• _Task list_
- a) Using the passage on the Mary Ashford murder case, explain why it describes the melodrama Trial by Battle as topical.
- b) In the passage on the Mary Ashford murder case, who was suing Abraham Thornton?
- c) Copy from the passage on the Mary Ashford murder case, starting at "Thornton was a" and ending at "death remained unpunished.".

• _Passage provided_
>>>

Vauxhall History co-editor Naomi Clifford’s The Murder of Mary Ashford: The Crime That Changed English Legal History (Pen & Sword, 30 May 2018) presents new evidence in a notorious 200-year-old case of rape and murder which changed English legal history, leading to the abolition of ‘trial by battle’ as a means of settling murder cases.
Updated 5 September 2018
On 11 May 1818, the Morning Advertiser carried an advertisement for that night’s inaugural show of the Royal Coburg Theatre (today’s Old Vic). After a short address by Mr. Munro to mark the opening of the theatre, the main offering was to be the premiere of a new William Barrymore1 melodrama, Trial by Battle; or, Heaven Defend the Right, followed by a ‘Grand Asiatic Ballet’ Alzora and Nerine, or The Fairy Gift and closing with a splendid harlequinade Midnight Revelry based on Milton’s Comus.
With Trial by Battle, there was something for everyone, an evening designed to tempt City-dwellers to venture across the new Waterloo Bridge and on to the far-from-respectable Surrey shore. Trial by Battle was nothing if not topical. It must have been in production while the court case that inspired it was still playing out back over the bridge in the Court of King’s Bench at Westminster Hall.
The whole country had been obsessed with the case, which was to decide whether a trial by battle to settle a murder case could be legal. The alleged killer was Abraham Thornton, widely held to have got away with the rape and murder of 20-year-old Mary Ashford. He was being sued by William Ashford, the victim’s brother. Every time Thornton made the journey from King’s Bench Prison at Newington to Westminster Hall, crowds of onlookers jostled to catch sight of him, to hiss or boo him, or better still, to bag a place in court to watch the legal drama unfold.
Thornton was a singular character. Previously acquitted at the Warwick Assizes, he seemed coolly confident that he would win again. Popular opinion, however, seems to have disagreed with the Warwick verdict and held that Justice had not been served. A murderer had gone free and an honest young woman’s death remained unpunished.

<<<

• _Supplied records_
>>>

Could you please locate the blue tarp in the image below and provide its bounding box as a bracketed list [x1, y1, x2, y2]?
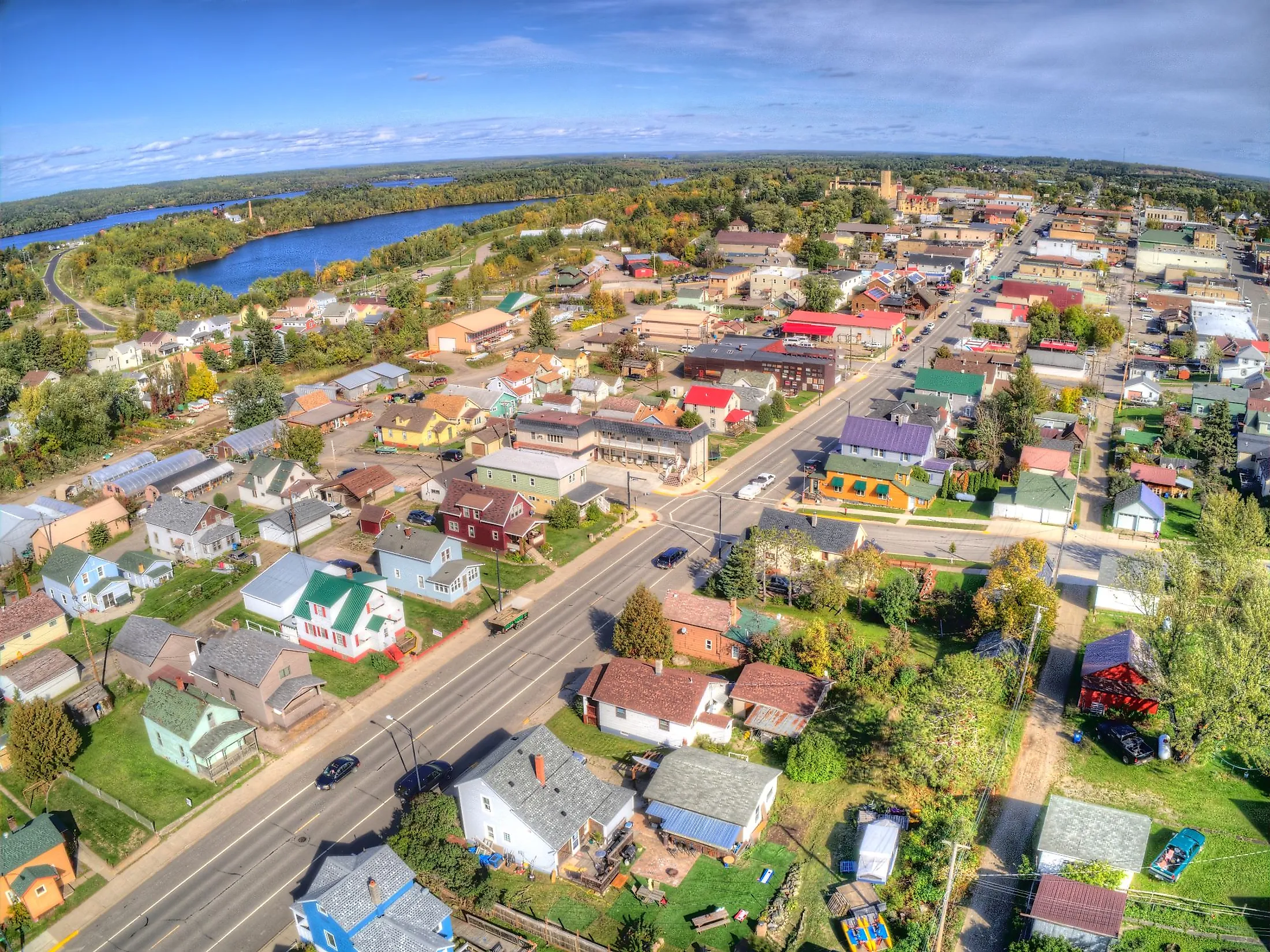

<<<
>>>

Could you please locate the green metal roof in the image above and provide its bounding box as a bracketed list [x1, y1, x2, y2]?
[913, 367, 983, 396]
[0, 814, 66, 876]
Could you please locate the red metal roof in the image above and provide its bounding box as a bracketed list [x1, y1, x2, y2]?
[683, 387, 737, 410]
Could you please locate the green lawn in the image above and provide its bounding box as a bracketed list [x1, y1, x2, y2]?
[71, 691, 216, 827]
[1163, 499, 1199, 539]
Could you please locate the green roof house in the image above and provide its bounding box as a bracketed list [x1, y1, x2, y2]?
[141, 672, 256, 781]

<<<

• _Answers given_
- a) The play was topical because it must have been in production while the court case that inspired it was still being heard in the Court of King's Bench at Westminster Hall. That case, which would decide whether a trial by battle could legally settle a murder case, had obsessed the whole country.

- b) William Ashford, Mary Ashford's brother, was suing him.

- c)
Thornton was a singular character. Previously acquitted at the Warwick Assizes, he seemed coolly confident that he would win again. Popular opinion, however, seems to have disagreed with the Warwick verdict and held that Justice had not been served. A murderer had gone free and an honest young woman’s death remained unpunished.